Quote the records word for word, from the line with "Someone flagged large" up to and including the line with "[21,313,650,487]".
|---|
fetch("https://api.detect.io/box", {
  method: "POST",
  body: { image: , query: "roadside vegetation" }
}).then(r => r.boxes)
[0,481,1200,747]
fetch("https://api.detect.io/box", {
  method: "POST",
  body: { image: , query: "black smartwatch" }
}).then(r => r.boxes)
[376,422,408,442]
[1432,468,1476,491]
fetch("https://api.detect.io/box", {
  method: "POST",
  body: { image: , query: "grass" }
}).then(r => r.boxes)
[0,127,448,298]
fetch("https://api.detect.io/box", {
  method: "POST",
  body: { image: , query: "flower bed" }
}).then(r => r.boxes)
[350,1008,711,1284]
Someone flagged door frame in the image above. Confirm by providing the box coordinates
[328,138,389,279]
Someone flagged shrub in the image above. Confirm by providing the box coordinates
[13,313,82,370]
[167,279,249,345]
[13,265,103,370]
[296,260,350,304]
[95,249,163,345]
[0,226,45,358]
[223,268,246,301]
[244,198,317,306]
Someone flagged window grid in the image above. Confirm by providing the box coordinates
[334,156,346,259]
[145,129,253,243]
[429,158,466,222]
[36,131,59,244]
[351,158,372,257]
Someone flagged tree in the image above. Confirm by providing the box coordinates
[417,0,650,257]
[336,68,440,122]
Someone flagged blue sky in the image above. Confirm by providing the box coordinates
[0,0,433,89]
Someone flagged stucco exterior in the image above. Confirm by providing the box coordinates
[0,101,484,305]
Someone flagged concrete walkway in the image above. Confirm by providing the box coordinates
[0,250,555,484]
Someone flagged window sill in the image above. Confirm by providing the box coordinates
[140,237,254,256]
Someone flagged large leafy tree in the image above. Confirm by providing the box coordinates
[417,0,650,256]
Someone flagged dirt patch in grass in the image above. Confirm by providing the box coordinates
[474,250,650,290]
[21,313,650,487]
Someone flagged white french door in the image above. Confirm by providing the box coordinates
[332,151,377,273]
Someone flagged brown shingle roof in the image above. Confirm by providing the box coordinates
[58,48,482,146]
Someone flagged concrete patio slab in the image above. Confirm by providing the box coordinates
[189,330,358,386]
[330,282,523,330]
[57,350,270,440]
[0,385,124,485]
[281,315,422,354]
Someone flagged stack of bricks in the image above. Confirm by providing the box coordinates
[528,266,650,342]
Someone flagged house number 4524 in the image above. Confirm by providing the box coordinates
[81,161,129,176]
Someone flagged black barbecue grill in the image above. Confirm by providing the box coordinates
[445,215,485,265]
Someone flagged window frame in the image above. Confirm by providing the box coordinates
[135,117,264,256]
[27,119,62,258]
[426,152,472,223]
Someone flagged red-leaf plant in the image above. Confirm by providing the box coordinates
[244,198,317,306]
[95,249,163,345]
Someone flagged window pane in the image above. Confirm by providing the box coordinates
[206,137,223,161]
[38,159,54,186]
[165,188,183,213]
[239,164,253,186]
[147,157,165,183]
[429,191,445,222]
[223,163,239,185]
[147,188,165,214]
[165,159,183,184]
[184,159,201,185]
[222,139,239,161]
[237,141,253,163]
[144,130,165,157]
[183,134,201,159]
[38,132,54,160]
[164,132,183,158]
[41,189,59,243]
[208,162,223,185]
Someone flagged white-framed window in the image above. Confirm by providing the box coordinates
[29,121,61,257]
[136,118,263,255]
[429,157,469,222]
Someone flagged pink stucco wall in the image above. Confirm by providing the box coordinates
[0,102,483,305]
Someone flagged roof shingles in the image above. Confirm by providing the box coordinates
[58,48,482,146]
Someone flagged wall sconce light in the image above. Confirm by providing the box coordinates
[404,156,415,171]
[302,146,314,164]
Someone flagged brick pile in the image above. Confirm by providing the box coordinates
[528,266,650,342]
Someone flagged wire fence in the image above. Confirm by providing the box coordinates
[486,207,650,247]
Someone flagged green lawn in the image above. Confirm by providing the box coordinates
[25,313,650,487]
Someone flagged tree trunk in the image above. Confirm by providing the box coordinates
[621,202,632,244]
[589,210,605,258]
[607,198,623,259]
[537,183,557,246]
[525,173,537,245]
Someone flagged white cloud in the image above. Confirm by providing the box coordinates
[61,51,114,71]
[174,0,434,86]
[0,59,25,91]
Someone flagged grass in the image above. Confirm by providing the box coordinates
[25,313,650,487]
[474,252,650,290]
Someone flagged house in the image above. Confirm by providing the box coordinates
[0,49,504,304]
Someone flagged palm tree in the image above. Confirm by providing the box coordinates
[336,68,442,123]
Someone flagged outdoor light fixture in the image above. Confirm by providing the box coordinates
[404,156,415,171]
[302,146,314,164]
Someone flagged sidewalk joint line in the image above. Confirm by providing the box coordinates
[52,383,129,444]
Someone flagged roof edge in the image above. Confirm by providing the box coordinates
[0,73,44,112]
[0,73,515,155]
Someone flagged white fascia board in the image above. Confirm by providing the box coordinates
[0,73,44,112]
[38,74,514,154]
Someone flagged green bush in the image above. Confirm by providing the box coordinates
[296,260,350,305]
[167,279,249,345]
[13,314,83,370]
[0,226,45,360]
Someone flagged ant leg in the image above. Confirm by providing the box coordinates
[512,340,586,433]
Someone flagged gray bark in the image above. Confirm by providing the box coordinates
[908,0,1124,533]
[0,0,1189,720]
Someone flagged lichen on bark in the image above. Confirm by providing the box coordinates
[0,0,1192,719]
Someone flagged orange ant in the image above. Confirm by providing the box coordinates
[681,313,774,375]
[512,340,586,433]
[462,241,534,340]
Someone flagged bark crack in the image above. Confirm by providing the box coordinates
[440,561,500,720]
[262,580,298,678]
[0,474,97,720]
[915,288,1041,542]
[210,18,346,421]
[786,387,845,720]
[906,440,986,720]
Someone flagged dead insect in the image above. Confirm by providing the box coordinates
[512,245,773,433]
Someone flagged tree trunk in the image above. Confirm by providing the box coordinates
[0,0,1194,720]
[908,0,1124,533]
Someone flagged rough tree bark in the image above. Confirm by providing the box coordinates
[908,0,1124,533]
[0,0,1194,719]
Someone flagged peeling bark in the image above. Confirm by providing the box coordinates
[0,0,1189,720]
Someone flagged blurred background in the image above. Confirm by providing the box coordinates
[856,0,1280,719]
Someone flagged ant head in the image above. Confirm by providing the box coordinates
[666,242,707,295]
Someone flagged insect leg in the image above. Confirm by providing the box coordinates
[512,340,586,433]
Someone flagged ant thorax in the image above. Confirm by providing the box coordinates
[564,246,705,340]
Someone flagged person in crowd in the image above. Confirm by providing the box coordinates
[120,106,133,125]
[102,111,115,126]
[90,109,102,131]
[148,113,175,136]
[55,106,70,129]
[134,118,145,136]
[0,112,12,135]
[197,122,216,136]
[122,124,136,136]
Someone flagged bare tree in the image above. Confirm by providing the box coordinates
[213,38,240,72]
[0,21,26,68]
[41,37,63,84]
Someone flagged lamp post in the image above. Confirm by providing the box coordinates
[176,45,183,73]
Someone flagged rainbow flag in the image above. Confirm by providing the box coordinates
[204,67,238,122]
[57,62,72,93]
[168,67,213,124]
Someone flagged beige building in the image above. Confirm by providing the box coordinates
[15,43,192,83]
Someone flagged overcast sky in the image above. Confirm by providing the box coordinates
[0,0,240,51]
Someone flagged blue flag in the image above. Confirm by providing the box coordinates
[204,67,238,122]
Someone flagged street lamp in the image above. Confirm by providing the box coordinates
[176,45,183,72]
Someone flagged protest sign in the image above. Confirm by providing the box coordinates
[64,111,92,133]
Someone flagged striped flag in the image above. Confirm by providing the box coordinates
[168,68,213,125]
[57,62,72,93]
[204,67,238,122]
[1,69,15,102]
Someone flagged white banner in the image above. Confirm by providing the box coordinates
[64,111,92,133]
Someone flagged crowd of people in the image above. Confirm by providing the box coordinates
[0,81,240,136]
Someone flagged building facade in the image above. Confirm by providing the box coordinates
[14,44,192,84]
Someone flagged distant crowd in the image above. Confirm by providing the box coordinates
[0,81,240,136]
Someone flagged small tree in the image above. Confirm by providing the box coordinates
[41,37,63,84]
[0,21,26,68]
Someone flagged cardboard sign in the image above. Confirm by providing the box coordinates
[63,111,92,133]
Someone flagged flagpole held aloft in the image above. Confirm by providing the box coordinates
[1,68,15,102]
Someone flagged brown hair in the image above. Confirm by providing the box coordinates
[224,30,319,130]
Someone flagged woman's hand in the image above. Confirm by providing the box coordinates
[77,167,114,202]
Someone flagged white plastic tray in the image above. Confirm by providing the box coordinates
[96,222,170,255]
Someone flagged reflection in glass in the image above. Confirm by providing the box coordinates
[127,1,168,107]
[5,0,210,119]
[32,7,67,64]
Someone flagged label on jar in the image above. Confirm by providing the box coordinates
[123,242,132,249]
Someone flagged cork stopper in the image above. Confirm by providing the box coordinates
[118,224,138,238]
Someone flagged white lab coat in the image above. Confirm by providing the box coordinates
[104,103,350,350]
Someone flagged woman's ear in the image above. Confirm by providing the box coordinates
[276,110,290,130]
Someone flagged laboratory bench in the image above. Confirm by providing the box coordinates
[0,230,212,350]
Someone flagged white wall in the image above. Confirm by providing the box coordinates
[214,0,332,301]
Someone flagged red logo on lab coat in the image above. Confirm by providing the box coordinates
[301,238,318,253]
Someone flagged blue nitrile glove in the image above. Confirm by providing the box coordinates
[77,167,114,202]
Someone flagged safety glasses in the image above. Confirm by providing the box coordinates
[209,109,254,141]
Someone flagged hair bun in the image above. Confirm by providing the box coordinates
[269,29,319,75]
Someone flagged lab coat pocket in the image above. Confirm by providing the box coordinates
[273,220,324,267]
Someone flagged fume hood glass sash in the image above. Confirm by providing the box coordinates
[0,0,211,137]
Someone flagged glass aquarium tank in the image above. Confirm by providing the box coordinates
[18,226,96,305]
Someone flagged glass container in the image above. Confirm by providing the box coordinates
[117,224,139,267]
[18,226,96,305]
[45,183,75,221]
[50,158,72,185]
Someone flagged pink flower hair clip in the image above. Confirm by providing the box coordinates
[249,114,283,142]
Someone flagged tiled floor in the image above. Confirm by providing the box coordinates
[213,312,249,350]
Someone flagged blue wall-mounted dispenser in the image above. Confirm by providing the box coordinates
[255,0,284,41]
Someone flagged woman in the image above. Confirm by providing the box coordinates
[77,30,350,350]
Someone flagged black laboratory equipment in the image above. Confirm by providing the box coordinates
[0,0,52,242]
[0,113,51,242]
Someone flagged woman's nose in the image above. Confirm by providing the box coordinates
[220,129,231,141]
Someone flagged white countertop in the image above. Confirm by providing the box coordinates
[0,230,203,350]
|---|
◆ **Written reply**:
Someone flagged large leafy tree in the image above. Confirm by providing the box coordinates
[417,0,650,256]
Someone flagged dirt patch in grass in the image above. Confirm by providing the box coordinates
[474,250,650,290]
[21,313,650,487]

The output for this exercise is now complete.